== Problem to solve ==
Reproduce the items verbatim, starting at the line containing "Localize black baseball" and ending with the line containing "540 815 604 863", both included. Leave the pictures out.

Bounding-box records
# # # #
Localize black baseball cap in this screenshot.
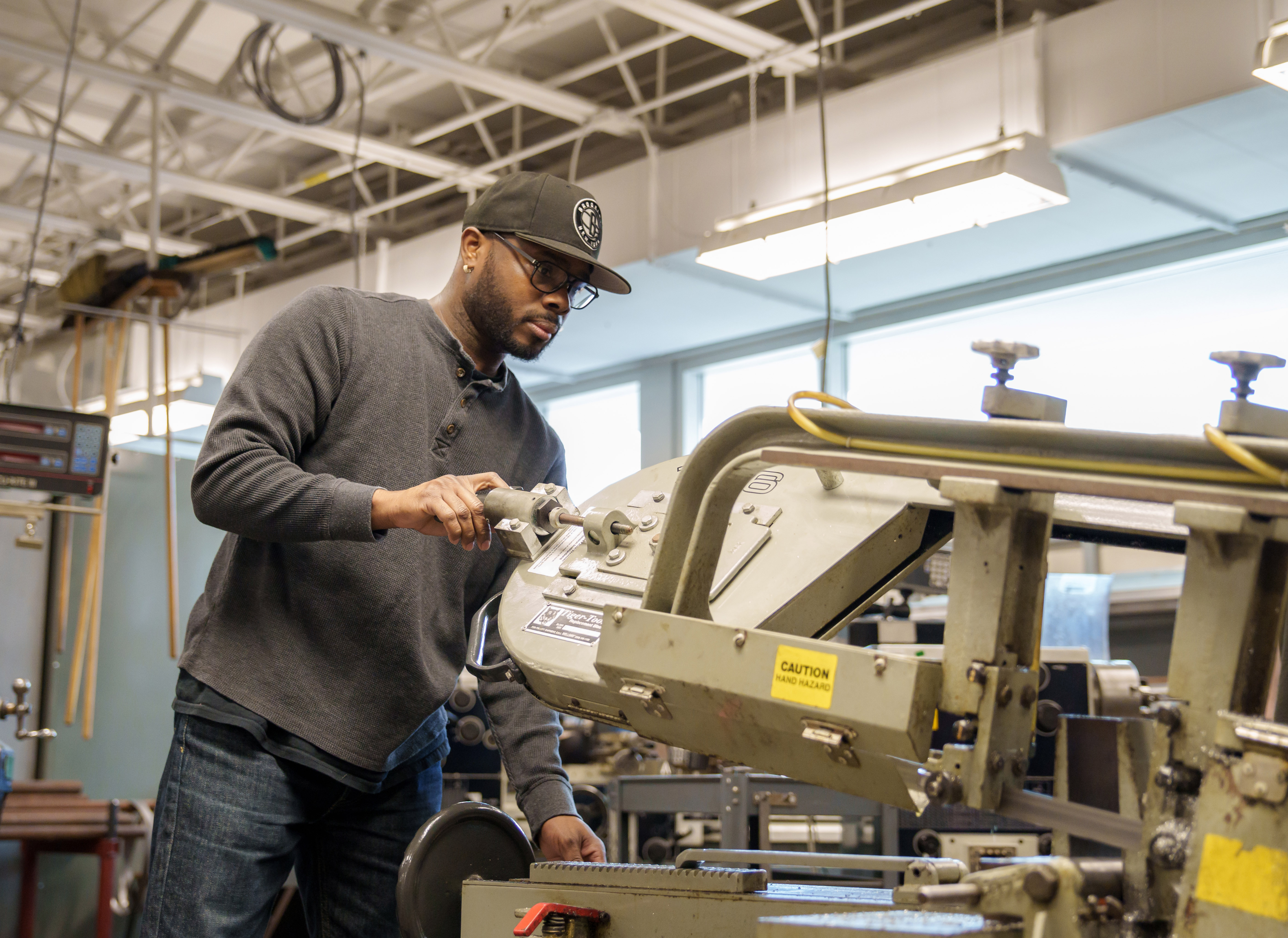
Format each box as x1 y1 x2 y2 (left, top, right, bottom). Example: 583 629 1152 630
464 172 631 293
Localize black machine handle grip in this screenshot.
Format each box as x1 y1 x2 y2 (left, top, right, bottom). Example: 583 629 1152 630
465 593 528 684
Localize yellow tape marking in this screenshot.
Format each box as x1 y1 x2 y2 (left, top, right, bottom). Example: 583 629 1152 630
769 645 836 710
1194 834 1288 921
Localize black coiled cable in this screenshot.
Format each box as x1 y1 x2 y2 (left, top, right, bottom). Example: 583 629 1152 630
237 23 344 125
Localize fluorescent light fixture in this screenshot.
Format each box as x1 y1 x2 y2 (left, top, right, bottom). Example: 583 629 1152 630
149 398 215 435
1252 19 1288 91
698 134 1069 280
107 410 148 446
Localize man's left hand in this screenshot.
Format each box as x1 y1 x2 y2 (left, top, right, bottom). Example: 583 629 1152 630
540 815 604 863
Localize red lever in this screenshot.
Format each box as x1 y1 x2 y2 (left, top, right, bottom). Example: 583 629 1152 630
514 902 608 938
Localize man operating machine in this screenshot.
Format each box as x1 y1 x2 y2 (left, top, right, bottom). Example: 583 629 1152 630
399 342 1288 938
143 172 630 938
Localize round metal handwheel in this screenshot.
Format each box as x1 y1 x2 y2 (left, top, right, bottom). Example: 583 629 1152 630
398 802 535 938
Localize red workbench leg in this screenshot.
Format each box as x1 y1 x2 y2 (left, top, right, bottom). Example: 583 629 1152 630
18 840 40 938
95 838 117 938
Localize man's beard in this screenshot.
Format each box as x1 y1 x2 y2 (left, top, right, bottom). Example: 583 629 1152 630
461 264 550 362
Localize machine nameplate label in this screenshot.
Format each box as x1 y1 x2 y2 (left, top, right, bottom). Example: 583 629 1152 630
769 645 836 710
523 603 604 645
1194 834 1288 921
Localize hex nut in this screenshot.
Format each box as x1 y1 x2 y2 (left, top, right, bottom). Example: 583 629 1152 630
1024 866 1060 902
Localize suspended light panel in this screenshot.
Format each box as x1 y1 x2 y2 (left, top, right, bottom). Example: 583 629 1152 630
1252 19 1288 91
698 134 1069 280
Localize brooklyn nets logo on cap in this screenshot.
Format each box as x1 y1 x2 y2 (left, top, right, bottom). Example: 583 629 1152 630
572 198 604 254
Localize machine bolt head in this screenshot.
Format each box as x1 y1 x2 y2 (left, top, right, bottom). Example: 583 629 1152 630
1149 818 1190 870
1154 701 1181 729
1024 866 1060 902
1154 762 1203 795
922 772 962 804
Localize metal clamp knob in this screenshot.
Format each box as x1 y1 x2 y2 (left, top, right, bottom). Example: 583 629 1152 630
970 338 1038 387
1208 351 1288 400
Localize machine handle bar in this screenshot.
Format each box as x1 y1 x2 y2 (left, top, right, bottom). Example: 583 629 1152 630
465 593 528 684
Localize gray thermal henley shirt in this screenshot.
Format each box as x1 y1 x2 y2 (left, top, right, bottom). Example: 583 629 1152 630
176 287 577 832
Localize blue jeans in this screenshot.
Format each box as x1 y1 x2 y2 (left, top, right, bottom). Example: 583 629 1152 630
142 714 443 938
# # # #
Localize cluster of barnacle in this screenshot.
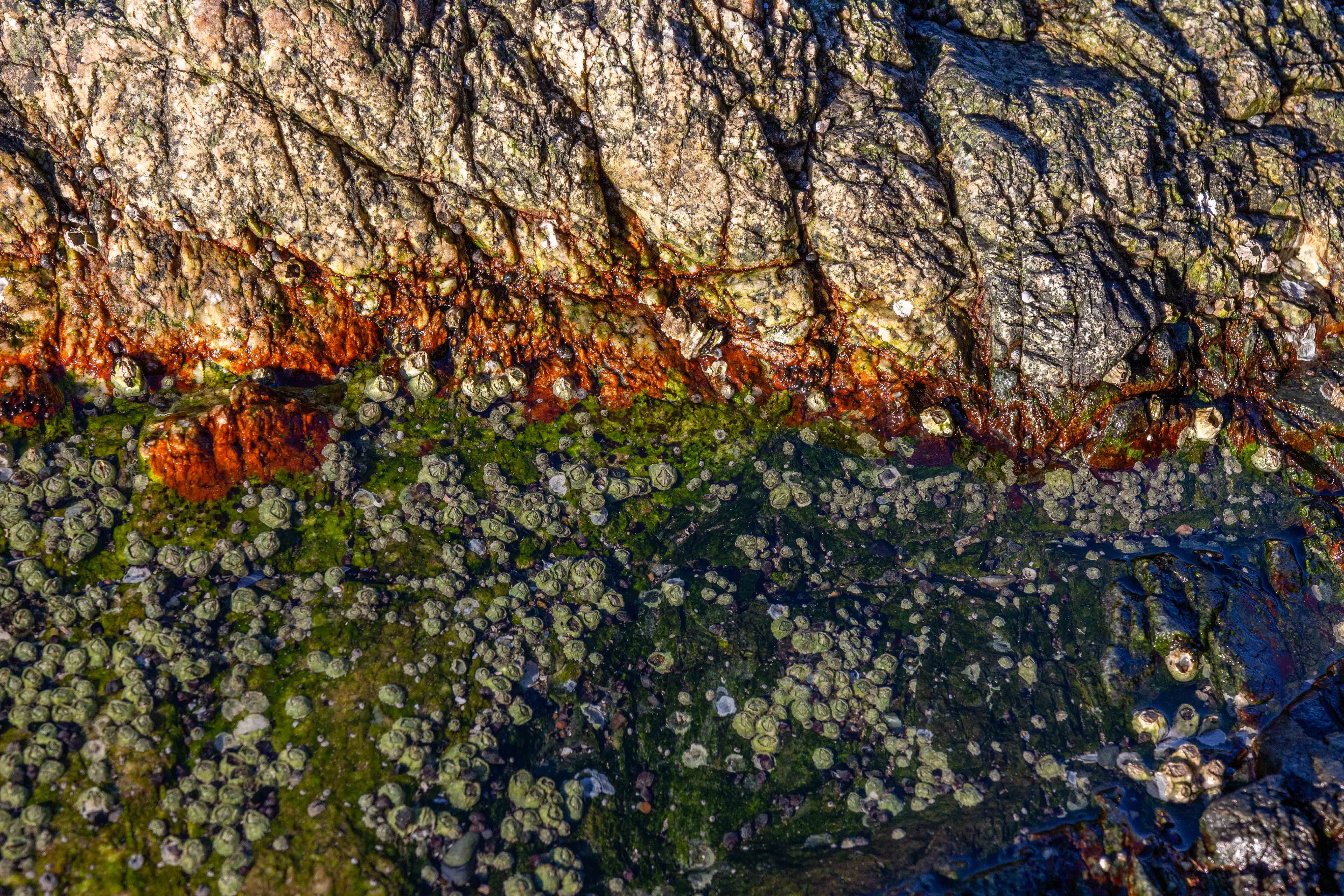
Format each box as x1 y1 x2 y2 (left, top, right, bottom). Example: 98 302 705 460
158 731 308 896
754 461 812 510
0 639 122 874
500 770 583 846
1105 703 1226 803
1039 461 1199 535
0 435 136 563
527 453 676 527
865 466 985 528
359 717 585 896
# # # #
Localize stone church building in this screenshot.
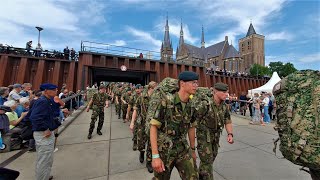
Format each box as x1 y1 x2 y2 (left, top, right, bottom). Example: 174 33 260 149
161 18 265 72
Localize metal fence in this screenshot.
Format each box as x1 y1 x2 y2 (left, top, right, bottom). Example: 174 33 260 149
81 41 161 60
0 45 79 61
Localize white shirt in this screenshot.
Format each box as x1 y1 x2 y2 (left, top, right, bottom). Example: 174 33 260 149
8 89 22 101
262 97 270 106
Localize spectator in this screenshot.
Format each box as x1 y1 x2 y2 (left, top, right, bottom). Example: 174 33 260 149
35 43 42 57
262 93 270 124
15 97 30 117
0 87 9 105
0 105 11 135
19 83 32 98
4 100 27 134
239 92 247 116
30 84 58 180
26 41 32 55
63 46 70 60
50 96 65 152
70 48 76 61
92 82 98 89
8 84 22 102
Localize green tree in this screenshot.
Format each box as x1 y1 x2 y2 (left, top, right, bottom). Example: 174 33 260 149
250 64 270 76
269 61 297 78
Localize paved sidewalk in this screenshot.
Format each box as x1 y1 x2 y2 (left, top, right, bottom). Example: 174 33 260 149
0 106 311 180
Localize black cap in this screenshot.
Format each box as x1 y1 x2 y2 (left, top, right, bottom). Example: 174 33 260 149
# # # #
== Correct answer ==
Localize black baseball cap in this screenshot.
Format each box as x1 y1 x2 y2 (left, top, right, bottom). Example: 583 629 1152 630
464 172 631 293
Localize black machine handle grip in this screenshot.
Format each box as x1 y1 x2 y2 (left, top, right, bottom). Example: 583 629 1152 630
465 593 528 684
Localize yellow tape marking in this screenshot.
Format each box as x1 y1 x2 y2 (left, top, right, bottom). Example: 583 629 1152 630
769 645 836 710
1194 834 1288 921
Localize black coiled cable in this screenshot.
Format each box as x1 y1 x2 y2 (left, top, right, bottom). Example: 583 629 1152 630
237 23 344 125
Localize fluorescent light fixture in this screenshot.
Format each box as x1 y1 x2 y2 (left, top, right, bottom). Example: 583 629 1152 630
149 398 215 435
1252 19 1288 91
698 134 1069 280
107 410 148 446
Localize man's left hand in this screenshot.
Format each box as x1 y1 x2 y2 (left, top, right, bottom). Example: 583 629 1152 630
540 815 604 863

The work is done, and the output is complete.